(Location annotation dataset excerpts)
◇ ◇ ◇ ◇

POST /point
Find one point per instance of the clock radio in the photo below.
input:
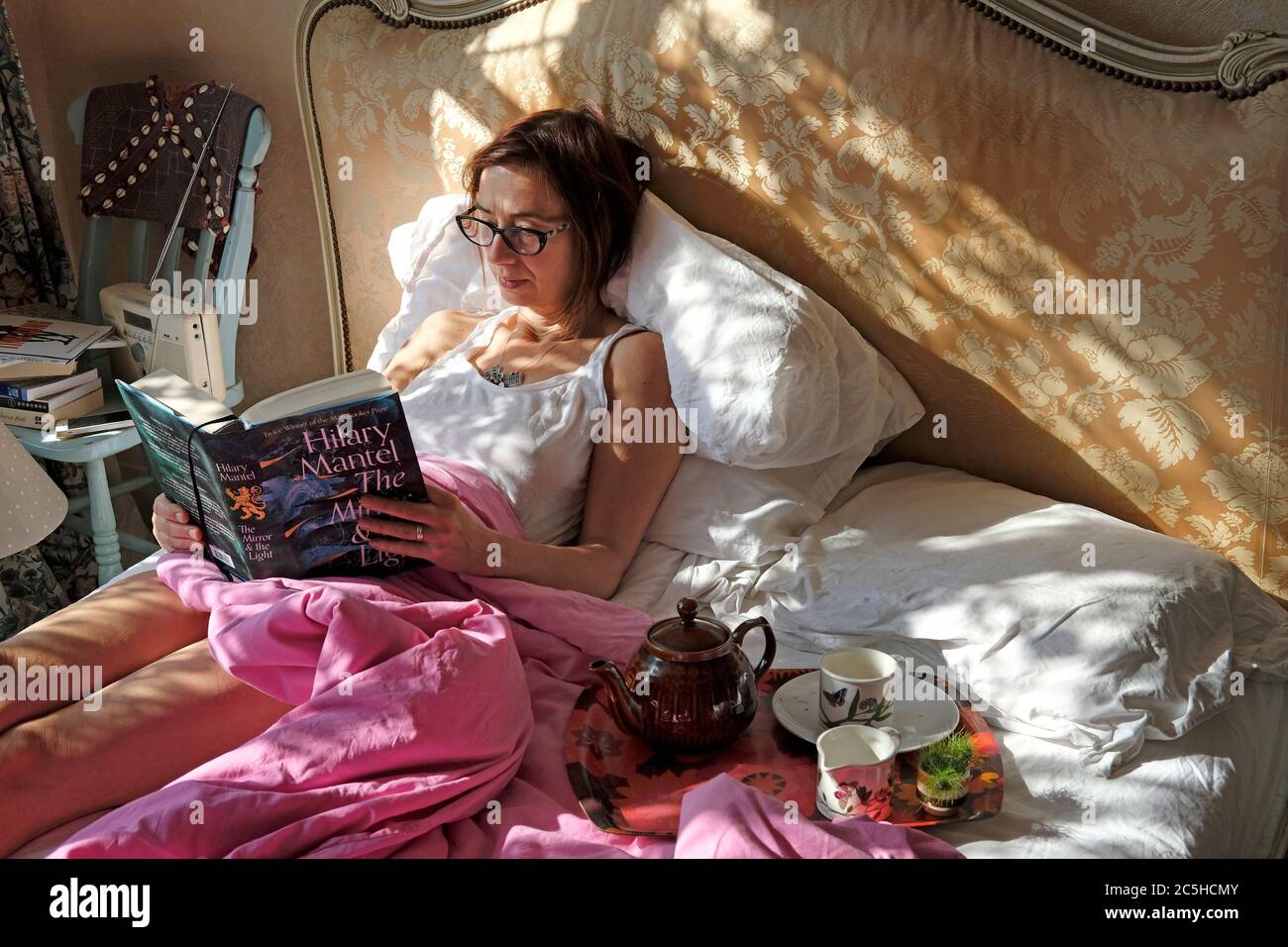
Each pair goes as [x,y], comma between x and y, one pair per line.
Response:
[161,333]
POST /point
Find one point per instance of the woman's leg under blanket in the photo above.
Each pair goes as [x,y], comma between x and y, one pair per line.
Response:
[151,727]
[112,633]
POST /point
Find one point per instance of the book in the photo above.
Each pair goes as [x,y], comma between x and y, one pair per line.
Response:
[53,401]
[38,388]
[35,334]
[47,420]
[20,369]
[277,489]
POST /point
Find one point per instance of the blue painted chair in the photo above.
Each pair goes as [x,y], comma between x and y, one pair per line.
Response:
[95,253]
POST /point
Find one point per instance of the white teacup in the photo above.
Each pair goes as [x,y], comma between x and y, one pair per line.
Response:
[854,768]
[855,685]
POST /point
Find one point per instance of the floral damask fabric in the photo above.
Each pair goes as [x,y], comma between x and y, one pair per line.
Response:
[923,170]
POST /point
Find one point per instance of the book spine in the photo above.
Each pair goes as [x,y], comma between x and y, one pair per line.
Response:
[239,468]
[17,403]
[25,419]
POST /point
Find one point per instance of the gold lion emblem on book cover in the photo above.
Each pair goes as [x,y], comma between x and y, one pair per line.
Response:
[246,501]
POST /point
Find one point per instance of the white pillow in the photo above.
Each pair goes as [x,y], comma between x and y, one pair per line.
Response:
[786,398]
[1138,646]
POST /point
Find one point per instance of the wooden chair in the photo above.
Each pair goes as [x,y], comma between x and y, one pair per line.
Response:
[95,253]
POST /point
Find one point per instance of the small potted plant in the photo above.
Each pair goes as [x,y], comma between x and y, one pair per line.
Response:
[944,772]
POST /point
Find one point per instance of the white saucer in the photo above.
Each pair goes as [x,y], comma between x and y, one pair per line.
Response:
[919,723]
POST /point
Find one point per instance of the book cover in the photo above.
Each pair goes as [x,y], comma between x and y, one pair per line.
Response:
[281,499]
[31,334]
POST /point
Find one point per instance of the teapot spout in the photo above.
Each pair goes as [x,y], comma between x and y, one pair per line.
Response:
[622,703]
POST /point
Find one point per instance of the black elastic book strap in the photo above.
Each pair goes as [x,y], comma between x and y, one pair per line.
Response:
[196,492]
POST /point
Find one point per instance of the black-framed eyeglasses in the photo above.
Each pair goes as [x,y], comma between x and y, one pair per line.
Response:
[523,240]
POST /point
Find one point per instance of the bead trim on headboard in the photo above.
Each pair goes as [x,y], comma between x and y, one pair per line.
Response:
[1244,63]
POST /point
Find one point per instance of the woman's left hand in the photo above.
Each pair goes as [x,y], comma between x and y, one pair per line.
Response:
[450,535]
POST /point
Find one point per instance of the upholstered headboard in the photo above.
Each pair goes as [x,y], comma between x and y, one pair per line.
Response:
[922,165]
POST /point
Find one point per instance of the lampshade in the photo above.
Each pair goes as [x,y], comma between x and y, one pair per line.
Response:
[31,505]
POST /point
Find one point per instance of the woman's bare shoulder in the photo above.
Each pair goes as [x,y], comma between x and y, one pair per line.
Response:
[636,368]
[437,335]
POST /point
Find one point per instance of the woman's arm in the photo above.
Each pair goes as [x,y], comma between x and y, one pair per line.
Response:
[626,484]
[436,337]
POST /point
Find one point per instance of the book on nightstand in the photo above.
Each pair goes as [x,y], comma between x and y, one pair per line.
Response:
[275,489]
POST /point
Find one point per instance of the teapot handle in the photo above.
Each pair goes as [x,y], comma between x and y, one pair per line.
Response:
[771,646]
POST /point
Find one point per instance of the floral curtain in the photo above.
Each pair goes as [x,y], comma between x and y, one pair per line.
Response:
[34,268]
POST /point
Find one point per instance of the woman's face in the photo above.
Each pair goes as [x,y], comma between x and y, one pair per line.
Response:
[516,197]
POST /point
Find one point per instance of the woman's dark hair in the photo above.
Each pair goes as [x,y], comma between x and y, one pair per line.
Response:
[592,170]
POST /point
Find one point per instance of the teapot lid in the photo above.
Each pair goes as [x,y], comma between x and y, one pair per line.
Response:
[688,634]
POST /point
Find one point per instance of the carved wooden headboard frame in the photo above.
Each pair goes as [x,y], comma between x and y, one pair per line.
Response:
[1241,64]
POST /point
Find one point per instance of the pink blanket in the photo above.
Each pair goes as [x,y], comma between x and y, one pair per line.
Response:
[429,714]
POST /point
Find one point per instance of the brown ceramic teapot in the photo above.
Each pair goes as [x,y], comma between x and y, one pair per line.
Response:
[690,686]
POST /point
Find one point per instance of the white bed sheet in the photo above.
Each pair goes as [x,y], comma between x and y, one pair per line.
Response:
[1219,791]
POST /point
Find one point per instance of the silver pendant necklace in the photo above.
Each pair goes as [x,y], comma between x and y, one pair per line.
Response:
[500,376]
[497,375]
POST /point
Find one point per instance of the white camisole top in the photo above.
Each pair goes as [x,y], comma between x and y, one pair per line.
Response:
[532,440]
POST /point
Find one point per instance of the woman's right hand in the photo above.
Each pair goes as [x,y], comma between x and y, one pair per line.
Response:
[171,526]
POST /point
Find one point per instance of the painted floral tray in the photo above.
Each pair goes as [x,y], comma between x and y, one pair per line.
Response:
[627,788]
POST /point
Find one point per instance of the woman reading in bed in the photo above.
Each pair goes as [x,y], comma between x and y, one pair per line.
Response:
[513,393]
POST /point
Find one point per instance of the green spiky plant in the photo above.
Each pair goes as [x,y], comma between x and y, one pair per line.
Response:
[945,767]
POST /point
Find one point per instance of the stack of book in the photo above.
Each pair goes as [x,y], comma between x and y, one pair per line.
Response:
[40,381]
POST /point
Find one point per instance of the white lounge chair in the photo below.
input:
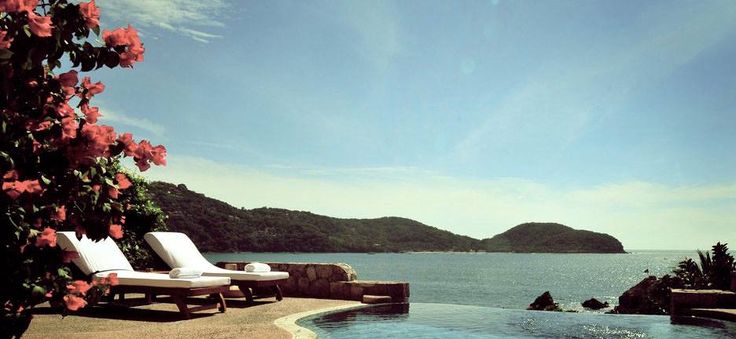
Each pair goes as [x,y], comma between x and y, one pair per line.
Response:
[177,250]
[99,259]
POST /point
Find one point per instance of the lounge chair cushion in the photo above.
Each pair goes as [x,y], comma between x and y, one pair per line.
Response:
[133,278]
[99,256]
[103,257]
[243,275]
[177,250]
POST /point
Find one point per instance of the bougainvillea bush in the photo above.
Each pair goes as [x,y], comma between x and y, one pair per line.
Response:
[59,167]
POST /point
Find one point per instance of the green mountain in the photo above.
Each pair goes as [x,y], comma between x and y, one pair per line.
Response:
[218,227]
[551,238]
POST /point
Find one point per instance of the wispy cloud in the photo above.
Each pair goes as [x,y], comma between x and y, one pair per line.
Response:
[563,98]
[155,130]
[376,25]
[640,214]
[185,17]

◇ ◇ ◇ ◇

■ What is being asked ■
Quote all the records verbatim, dropping any pictures from your copy.

■ Result ■
POST /point
Find one point per instance of the clock radio in the photo below.
input:
Each pair goes as [x,y], comma between x and y, one pair per line.
Response:
[161,333]
POST /point
Find one point per instance of the woman's leg under blanket in the photo above.
Each pair goes as [x,y], comma between x and y, one pair per line.
Response:
[151,727]
[112,633]
POST /point
Find one point per instance of the book in the photo above.
Each pair goes as [x,y], comma between x and y, one pair per line.
Response:
[53,401]
[38,388]
[35,334]
[47,420]
[20,369]
[277,489]
POST /point
Find one point per instance of the blue painted chair in the photo above.
Each pair goes as [x,y], comma between x and y, one pair per line.
Response:
[95,253]
POST /point
Find one point per instance of the white teacup in the photo above.
Each pair goes as [x,y], comma between x and y, one pair per line.
Response:
[854,768]
[855,685]
POST /point
Find one point per instance of the floral damask fabric in the photo above.
Each pair goes as [x,y], comma between x and y, one pair per line.
Response:
[923,170]
POST /point
Find one point per instance of the book spine in the photo above.
Each pair goes as [x,y], comma between x and y, one pair per line.
Response:
[239,468]
[17,403]
[25,419]
POST /point
Find one point per instance of the gold lion emblem on book cover in the photo above.
Each pair goes as [x,y], comma between x and y, one pair per line.
Response:
[246,501]
POST /point
Find one point per instance of the white pillow in the photo above.
Each pair goes as [x,y], comma between x and y, one pair per line.
Response:
[786,398]
[1138,646]
POST /point
Find one point per instance of the wooden chair in the photo above.
Each pair goes as [x,y], comma between x and y, one pair per line.
Response:
[95,253]
POST /point
Find one point per instance of the small potted plant in the photo above.
Each pair goes as [x,y], comma between x and y, one pair per line.
Response:
[944,772]
POST /point
Find one point per instance of the white saucer in the photo above.
Each pair goes as [x,y], comma between x and y, one pair per line.
Response:
[919,723]
POST /point
Find one point per instance of the book cover in the photo above.
Each pair goes as [x,y], comma between x and y, one pair per line.
Response:
[281,499]
[31,334]
POST /point
Find one point per instance of the teapot spout in the photo above.
Each pair goes as [x,y], comma between x and y, one pair per line.
Response:
[622,703]
POST /point
Find one point per instance of the black elastic book strap in the photo above.
Each pair goes as [x,y], comma between x and y, one pair per line.
Response:
[196,492]
POST /point
Find one point per instance of the black-framed eyeglasses in the photo above.
Each pair goes as [x,y], comma between x and y, one pair per line.
Response:
[523,240]
POST /point
Find one point per instance of the bead trim on headboard in the photo above.
Each pair goes as [x,y], comma between x and y, one pair per line.
Response:
[1244,63]
POST /point
Find one point per instance of the woman's left hand in the photo above.
Each pair goes as [x,y], comma between x and y, one pair per line.
Response:
[450,535]
POST /point
Find one point per instance of the upholstered headboard in the photo above.
Each pair goes as [x,y], comma between x and y, one pair per line.
Response:
[922,165]
POST /point
Find one point per instance of the lampshade in the photo above.
Each pair goes as [x,y], comma between x and y, one pair per line.
Response:
[31,505]
POST /point
Find one point per instance of the woman's bare shoulder in the photo above.
Each pair goes as [x,y], comma between x and y, one pair per line.
Response:
[636,368]
[437,335]
POST /point
Find one point per instance of the woman's arm in the photo above.
Each pair goes as [x,y], comma between x and y, one pair per line.
Response:
[626,484]
[436,337]
POST /point
Find one point per instance of the book on nightstand in the photo above.
Each pair goes as [x,y], comma between x and y, one pair per line.
Response:
[275,489]
POST /point
Find one point per instance of the teapot handle in the photo above.
Each pair goes as [x,y], comma between x and y, one pair per line.
Response:
[771,646]
POST /point
Find one point per instance of the floral curtain in the photo above.
Each pair goes as [x,y], comma between x and y, one pair per line.
Response:
[34,268]
POST /point
Find one point per instance of the woman's face in the photo above.
Each pair goes as [x,y], comma between x and y, one pair per line.
Response:
[516,197]
POST /point
Find one point per instance of the woman's dark hair in the photo above.
Each pair goes as [x,y], comma between x and y, one pair per line.
Response:
[592,170]
POST /point
Find one point per instance of the teapot lid in the photo above.
Each pair goes as [x,y], comma between x and y, one pair per line.
Response:
[688,634]
POST /point
Find one point per instance of the carved wooden headboard frame in the photo above.
Each pair goes as [x,y], comma between x and y, one pair per line.
Response:
[1241,64]
POST /point
Find one point per instance of the pink blanket in the photo above.
Each pair goes as [x,y], comma between x and y, one pair per line.
Response:
[429,714]
POST /point
Find one point per instance of the brown ceramic teapot in the photo above.
Each pair goes as [x,y], comma between x and y, one pair per line.
Response:
[690,686]
POST /point
Find one point per instance of the white bed sheet in the photo above.
Each pair goes as [x,y], comma between x and y, one pair per line.
Response:
[1219,791]
POST /point
Find one point per instance of the silver pendant necklace in the photo above.
Each pair goes as [x,y], comma between x and y, one pair per line.
Response:
[500,376]
[497,375]
POST /point
Find one point per instance of the white camisole top in the photo above.
Each pair goes as [x,y], comma between x and y, one pair per line.
Response:
[532,440]
POST /point
Find one point per instance of the woman's right hand in the photo above.
Each pair goes as [x,y], comma between x and y, one pair per line.
Response:
[171,526]
POST /point
Find one point per instance of the painted floral tray in the photo above.
Each pair goes as [x,y], comma between x and y, one pair per line.
Response:
[627,788]
POST /point
Find one point per instance of the woman reading in bed in the photo above.
Each pair goes as [x,y], comma between x and y, one pair per line.
Response:
[513,393]
POST /point
Find one point per instance of the green spiky plant in the photo above.
Each pair goes as [x,y], comma between x and y, one pair per line.
Response:
[945,767]
POST /point
Find one point per instance of the stack of book in the photo above.
Each pair goes as [x,y], comma between x and y, one pair per line.
Response:
[40,381]
POST /point
Find one point per instance of the white lounge chair in the photo below.
input:
Each pair goes as [x,y], comma between x and y, one pair per line.
Response:
[177,250]
[99,259]
POST /point
Find one point per instance of the lounge chair cushion in the photo above.
Each pair goes as [x,y], comma between x and y, one pair per line.
Response:
[133,278]
[99,256]
[103,257]
[243,275]
[177,250]
POST /point
Find one point per instance of the bougainvillea bush in the photo above.
Each pair goes as [x,y], comma between x and y, one pair per line.
Response:
[59,167]
POST /point
Find one point per instance of the green mountain in the photo above.
Each pair goes as [x,y], comma between x and y, one pair per line.
Response:
[218,227]
[551,238]
POST /point
Find one point per instance of the wispy cloud in the photo above.
Each pair goes as [x,y], comma between x and y, one pair per line.
Response:
[563,98]
[155,130]
[376,25]
[640,214]
[185,17]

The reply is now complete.